> **Цель задания**
Выведите без изменений часть текста о теории души как эйдоса жизни от «VI. Аргумент четвертый: теория» до «(97с – 99с).».

> **Предоставленный фрагмент**
VI. Аргумент четвертый: теория души как эйдоса жизни
(96а – 107b)

  1. Рассказ Сократа о своих прежних занятиях натурфилософией и критика им определения причин как чисто физических (96а-е). Если к единице прибавить другую единицу, получится двойка; но эта же двойка получится и в том случае, если единицу разделить на две части; следовательно, причина получения двойки не в увеличении единицы и не в ее разделении (96е – 97b). Исследование физических причин ни к чему не приводит даже у Анаксагора с его учением о космическом Уме: остается неизвестным, почему Земля плоская или круглая и как произошел физический мир, и уж тем более остается неизвестной подлинная причина пребывания Сократа в тюрьме, которая есть результат вовсе не строения его тела, но приговора афинян и его собственного нежелания покидать тюрьму (97с – 99с).

  2. Учение о причинах. а) Подлинной причиной вещей является то, чтó в них существует само по себе: большой размер вещи зависит от того, что ей свойственна большая величина, и высокий человек не головою больше низкого человека, но в силу своей причастности большой величине, а голова человека может быть причиной и его высокого, и его низкого роста. Это значит понимать причину как понятие, или смысл (λόγος), благодаря которому и определяется "истина сущего"" это и есть идея (είδος), которой причастно все существующее и от которой все получает свое имя (99d – 102а), включая рост Федона, Симмия и Сократа (102bс). б) Однако если Симмий ниже Федона и выше Сократа и сразу причастен идее большой величины и малой величины, то это не значит, что сами понятия большого и малого смешиваются или переходят одно в другое; это значит только то, что большое и малое берутся здесь не абсолютно, но только в сравнении с чем-нибудь другим, т.е. относительно. Смешивается и переходит одно в другое то, что подчинено этим понятиям, но не самые понятия; и если подчиненное одному понятию становится подчиненным другому понятию, то первое понятие отступает или гибнет для данного предмета (102d – 103с). в) Поэтому вещи хотя и не противоположные друг другу, например огонь и снег или двойка и тройка, но причастные противоположным идеям, т.е. понятиям тепла и холода или понятиям четности и нечетности, не терпят в себе одновременного присутствия противоположных идей, так что огонь, превращаясь в снег, теряет идею холода, и двойка, превращаясь в тройку, теряет идею четности (103d – 105с).

> **Фрагмент данных**
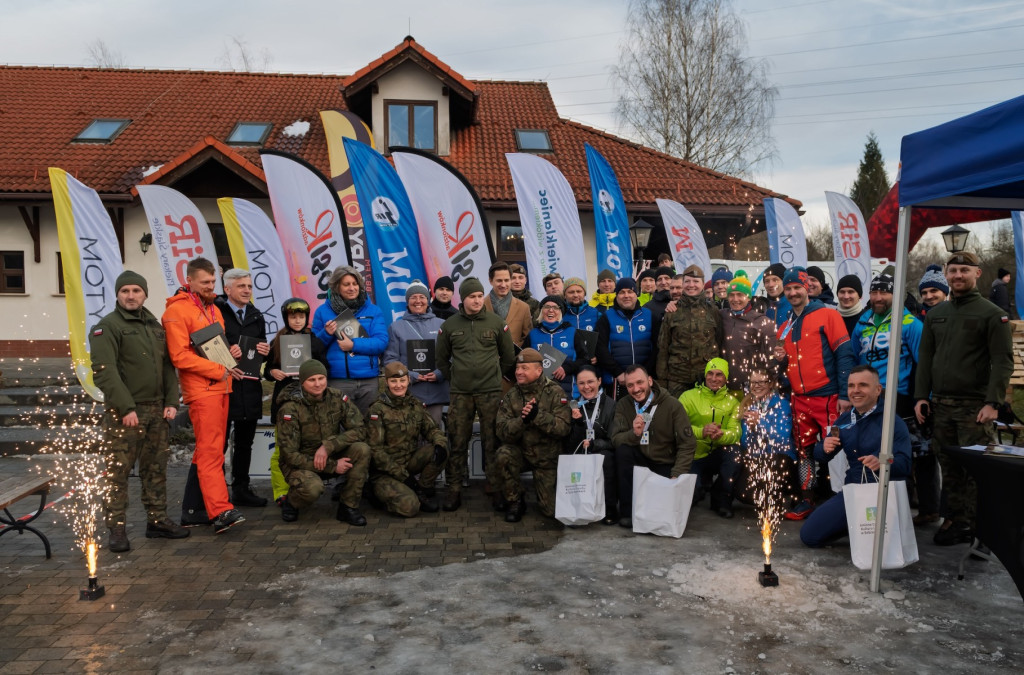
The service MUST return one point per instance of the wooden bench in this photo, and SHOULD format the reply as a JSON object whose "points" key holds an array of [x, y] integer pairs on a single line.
{"points": [[16, 489]]}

> **Результат задания**
VI. Аргумент четвертый: теория души как эйдоса жизни
(96а – 107b)

  1. Рассказ Сократа о своих прежних занятиях натурфилософией и критика им определения причин как чисто физических (96а-е). Если к единице прибавить другую единицу, получится двойка; но эта же двойка получится и в том случае, если единицу разделить на две части; следовательно, причина получения двойки не в увеличении единицы и не в ее разделении (96е – 97b). Исследование физических причин ни к чему не приводит даже у Анаксагора с его учением о космическом Уме: остается неизвестным, почему Земля плоская или круглая и как произошел физический мир, и уж тем более остается неизвестной подлинная причина пребывания Сократа в тюрьме, которая есть результат вовсе не строения его тела, но приговора афинян и его собственного нежелания покидать тюрьму (97с – 99с).